── SUPPLIED DATA

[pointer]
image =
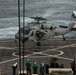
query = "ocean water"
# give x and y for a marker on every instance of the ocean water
(57, 12)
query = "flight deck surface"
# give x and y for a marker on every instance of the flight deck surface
(63, 50)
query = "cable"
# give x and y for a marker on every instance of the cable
(23, 31)
(19, 36)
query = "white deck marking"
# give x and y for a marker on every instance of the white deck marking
(14, 59)
(48, 55)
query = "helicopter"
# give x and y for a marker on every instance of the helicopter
(42, 31)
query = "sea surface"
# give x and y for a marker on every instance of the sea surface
(57, 12)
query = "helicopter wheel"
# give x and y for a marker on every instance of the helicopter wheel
(38, 44)
(63, 38)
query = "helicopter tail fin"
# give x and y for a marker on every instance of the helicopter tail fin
(70, 26)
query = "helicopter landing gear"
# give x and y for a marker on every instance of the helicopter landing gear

────

WORK INSTRUCTIONS → Find the word "landing" in the entries, and copy every line it shows up in.

RESPONSE →
query = "helicopter landing gear"
# give x and y for a marker on every instance of the helicopter landing gear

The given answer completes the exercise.